» Aim:
Count the lines in the data below that contain the word "headlight", and reply with only that number.

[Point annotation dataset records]
· · · ·
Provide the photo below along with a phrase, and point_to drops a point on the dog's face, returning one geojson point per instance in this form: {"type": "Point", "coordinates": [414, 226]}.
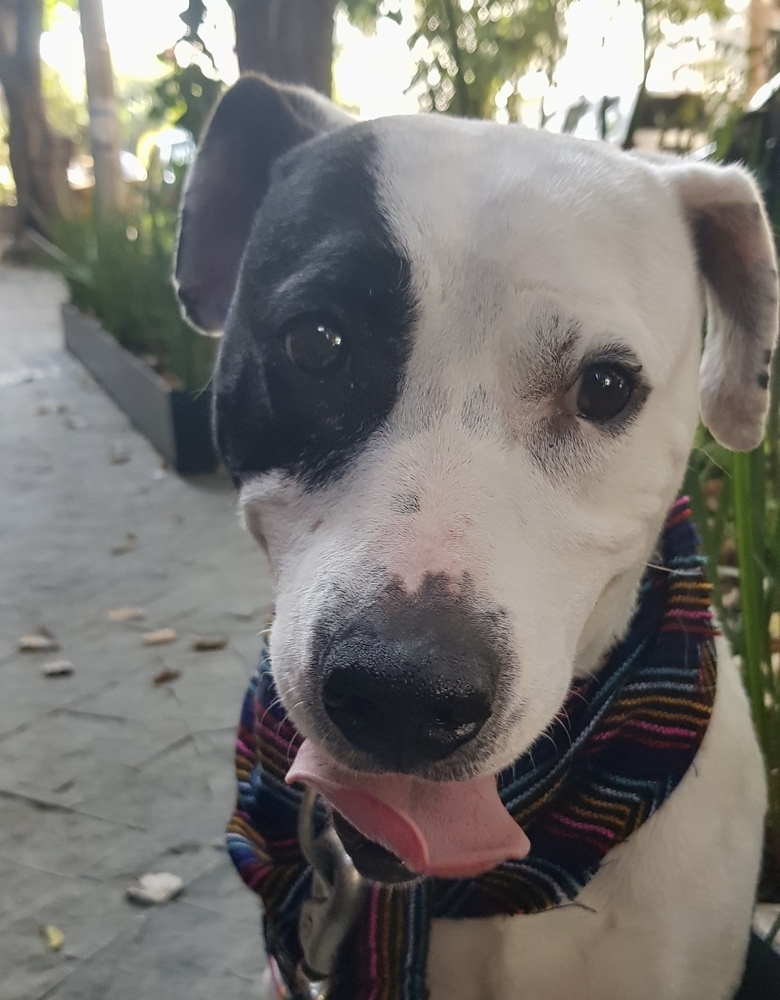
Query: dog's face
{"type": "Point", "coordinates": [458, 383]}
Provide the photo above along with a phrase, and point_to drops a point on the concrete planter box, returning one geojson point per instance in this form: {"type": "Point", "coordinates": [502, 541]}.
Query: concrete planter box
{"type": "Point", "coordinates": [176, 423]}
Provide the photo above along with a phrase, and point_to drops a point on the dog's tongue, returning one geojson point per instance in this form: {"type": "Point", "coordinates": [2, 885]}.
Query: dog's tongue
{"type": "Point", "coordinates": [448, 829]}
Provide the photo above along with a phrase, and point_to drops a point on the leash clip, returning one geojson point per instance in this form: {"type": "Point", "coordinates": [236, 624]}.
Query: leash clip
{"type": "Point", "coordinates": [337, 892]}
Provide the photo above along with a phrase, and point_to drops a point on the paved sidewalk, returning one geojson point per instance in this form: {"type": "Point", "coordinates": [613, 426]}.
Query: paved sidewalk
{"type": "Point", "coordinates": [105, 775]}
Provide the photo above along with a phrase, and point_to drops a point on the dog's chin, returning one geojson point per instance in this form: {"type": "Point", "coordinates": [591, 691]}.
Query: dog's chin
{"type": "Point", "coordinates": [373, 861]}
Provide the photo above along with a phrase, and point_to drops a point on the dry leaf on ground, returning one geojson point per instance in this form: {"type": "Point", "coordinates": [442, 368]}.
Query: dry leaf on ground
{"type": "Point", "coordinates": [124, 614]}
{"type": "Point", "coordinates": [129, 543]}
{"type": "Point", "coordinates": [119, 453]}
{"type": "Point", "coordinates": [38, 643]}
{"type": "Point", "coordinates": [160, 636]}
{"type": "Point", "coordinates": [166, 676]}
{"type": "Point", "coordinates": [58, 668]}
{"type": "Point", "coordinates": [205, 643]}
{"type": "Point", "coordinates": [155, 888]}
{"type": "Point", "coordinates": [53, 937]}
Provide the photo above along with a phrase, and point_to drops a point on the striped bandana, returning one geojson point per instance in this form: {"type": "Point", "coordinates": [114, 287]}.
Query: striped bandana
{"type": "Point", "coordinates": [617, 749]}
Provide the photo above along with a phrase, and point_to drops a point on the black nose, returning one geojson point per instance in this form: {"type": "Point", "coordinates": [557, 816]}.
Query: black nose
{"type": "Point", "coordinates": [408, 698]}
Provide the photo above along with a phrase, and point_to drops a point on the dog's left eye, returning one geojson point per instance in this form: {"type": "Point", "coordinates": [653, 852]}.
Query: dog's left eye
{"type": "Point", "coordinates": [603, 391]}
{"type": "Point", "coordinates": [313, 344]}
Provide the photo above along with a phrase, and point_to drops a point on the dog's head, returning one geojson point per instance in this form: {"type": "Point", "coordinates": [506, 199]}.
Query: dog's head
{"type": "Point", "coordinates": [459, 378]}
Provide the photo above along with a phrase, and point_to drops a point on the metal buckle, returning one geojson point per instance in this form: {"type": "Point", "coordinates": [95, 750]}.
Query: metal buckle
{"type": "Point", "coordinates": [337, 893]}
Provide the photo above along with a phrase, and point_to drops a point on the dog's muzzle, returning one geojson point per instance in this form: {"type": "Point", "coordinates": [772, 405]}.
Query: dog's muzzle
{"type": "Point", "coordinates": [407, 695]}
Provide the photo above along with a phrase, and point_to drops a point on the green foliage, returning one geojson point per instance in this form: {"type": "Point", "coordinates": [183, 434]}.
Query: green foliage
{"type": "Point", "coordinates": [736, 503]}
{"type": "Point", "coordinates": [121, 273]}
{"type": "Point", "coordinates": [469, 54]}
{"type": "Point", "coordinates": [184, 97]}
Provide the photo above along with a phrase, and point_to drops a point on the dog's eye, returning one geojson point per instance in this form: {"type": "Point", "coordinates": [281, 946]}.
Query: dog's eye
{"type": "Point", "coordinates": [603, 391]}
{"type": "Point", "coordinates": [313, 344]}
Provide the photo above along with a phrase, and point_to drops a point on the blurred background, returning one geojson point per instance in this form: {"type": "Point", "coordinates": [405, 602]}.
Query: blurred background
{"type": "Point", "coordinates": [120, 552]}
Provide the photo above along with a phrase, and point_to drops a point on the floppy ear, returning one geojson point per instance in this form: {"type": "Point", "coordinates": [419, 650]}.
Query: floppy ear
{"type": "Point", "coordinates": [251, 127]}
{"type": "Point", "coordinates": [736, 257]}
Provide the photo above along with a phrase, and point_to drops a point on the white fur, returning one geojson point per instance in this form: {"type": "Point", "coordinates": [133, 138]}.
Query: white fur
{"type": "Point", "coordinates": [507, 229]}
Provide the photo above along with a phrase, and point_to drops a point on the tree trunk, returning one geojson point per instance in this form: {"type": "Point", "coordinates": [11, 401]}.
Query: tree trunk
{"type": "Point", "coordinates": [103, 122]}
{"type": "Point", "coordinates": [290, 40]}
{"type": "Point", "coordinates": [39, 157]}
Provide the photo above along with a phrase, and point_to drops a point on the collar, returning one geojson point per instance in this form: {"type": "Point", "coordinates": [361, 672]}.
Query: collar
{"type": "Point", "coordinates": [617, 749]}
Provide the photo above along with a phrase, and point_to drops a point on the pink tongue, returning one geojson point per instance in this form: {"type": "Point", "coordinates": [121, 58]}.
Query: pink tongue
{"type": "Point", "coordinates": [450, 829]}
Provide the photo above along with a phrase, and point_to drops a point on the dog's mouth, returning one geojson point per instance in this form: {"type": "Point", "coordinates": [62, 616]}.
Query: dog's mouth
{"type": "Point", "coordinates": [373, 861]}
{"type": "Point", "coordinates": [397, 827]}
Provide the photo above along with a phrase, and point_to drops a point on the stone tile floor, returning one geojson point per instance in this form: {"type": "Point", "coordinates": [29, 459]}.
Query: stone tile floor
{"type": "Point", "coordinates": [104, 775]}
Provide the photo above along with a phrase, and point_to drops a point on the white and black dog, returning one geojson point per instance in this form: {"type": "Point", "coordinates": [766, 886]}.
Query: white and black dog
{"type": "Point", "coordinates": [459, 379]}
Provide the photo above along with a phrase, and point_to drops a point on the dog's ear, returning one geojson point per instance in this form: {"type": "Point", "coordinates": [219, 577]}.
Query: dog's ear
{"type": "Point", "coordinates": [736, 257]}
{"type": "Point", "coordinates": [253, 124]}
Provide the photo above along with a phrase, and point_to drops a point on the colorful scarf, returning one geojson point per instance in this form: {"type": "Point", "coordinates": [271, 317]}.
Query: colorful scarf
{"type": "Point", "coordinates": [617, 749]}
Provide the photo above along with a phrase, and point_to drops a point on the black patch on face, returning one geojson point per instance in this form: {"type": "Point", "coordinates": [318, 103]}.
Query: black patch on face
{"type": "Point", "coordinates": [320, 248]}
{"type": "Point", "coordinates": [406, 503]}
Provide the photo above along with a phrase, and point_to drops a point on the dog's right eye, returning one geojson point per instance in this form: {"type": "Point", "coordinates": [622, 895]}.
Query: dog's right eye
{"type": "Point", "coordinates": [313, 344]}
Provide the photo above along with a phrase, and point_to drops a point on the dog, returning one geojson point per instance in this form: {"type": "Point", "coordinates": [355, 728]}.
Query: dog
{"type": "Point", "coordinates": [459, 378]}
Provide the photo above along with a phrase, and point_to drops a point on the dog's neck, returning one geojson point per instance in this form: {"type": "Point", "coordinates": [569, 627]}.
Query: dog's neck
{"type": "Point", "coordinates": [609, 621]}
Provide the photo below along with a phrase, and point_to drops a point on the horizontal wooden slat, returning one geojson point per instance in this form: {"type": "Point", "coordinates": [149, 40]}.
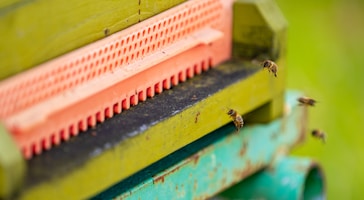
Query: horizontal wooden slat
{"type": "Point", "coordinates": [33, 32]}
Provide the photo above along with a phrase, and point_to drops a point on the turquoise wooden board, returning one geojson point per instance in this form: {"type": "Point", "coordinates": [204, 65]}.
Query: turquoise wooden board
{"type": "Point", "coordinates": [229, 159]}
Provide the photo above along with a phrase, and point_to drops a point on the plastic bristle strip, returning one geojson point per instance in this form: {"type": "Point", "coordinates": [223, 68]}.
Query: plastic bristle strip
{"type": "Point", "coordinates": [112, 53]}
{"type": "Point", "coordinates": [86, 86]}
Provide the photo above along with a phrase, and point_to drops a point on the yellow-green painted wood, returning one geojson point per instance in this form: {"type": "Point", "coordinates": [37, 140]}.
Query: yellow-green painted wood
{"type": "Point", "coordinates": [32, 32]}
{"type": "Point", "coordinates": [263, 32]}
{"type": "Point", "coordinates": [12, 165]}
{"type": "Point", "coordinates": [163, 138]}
· · · ·
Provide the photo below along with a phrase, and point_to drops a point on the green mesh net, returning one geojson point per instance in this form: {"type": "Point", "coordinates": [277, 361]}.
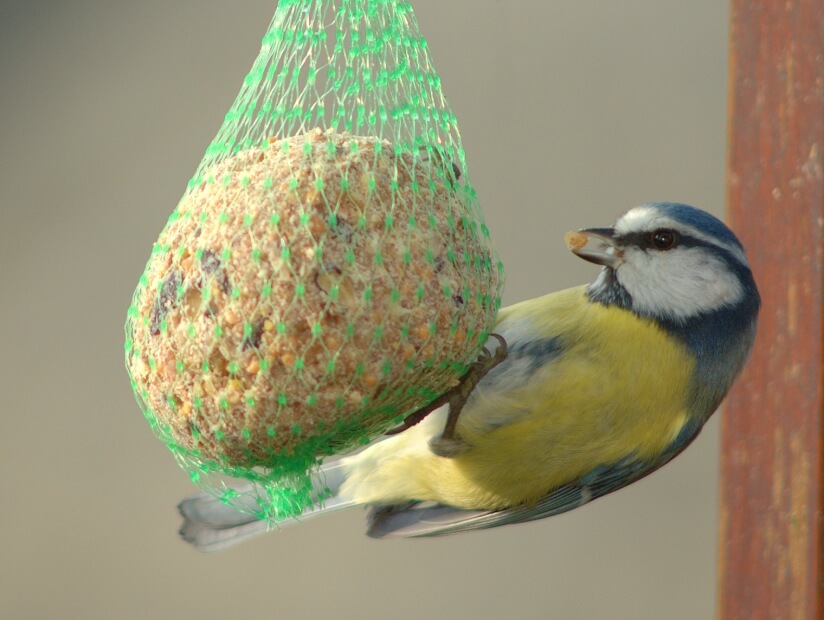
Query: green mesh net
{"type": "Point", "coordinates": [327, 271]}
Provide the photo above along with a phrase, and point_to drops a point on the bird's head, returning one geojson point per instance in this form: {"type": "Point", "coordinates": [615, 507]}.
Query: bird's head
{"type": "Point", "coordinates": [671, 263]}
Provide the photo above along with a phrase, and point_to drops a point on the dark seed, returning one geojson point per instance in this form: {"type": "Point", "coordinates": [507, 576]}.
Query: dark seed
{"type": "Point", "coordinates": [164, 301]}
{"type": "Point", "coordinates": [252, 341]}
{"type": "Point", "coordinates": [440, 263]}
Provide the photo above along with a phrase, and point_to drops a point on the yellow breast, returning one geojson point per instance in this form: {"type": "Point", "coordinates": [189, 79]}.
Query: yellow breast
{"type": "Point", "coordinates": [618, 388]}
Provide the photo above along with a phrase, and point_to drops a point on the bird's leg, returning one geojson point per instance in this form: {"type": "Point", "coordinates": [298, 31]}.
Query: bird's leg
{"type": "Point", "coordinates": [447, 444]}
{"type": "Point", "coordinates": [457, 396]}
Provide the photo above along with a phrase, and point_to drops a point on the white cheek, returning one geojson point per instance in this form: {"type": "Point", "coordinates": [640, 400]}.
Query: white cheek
· · · ·
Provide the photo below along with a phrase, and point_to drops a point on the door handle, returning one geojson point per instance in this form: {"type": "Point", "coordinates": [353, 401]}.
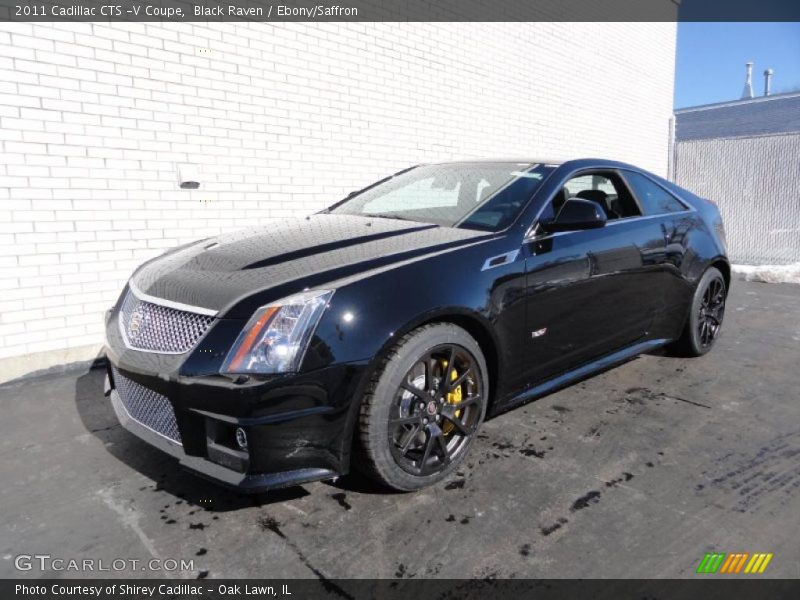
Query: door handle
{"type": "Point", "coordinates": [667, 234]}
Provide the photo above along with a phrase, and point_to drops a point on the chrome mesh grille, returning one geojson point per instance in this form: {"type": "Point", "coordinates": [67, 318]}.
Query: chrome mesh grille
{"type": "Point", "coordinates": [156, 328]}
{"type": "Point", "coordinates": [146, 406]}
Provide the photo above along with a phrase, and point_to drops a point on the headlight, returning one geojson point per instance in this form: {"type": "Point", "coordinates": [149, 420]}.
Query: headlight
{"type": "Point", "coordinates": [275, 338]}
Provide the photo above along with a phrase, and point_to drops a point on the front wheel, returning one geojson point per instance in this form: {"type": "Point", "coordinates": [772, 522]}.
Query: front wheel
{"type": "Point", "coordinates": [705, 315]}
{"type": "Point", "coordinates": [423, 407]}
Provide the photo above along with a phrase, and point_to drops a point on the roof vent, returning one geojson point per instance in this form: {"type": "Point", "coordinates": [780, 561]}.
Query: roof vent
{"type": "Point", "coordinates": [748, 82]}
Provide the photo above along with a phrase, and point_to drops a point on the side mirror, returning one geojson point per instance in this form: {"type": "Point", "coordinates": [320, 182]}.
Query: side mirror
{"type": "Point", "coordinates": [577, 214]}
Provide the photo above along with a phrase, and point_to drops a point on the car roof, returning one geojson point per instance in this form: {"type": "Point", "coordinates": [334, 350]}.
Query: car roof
· · · ·
» Expected output:
2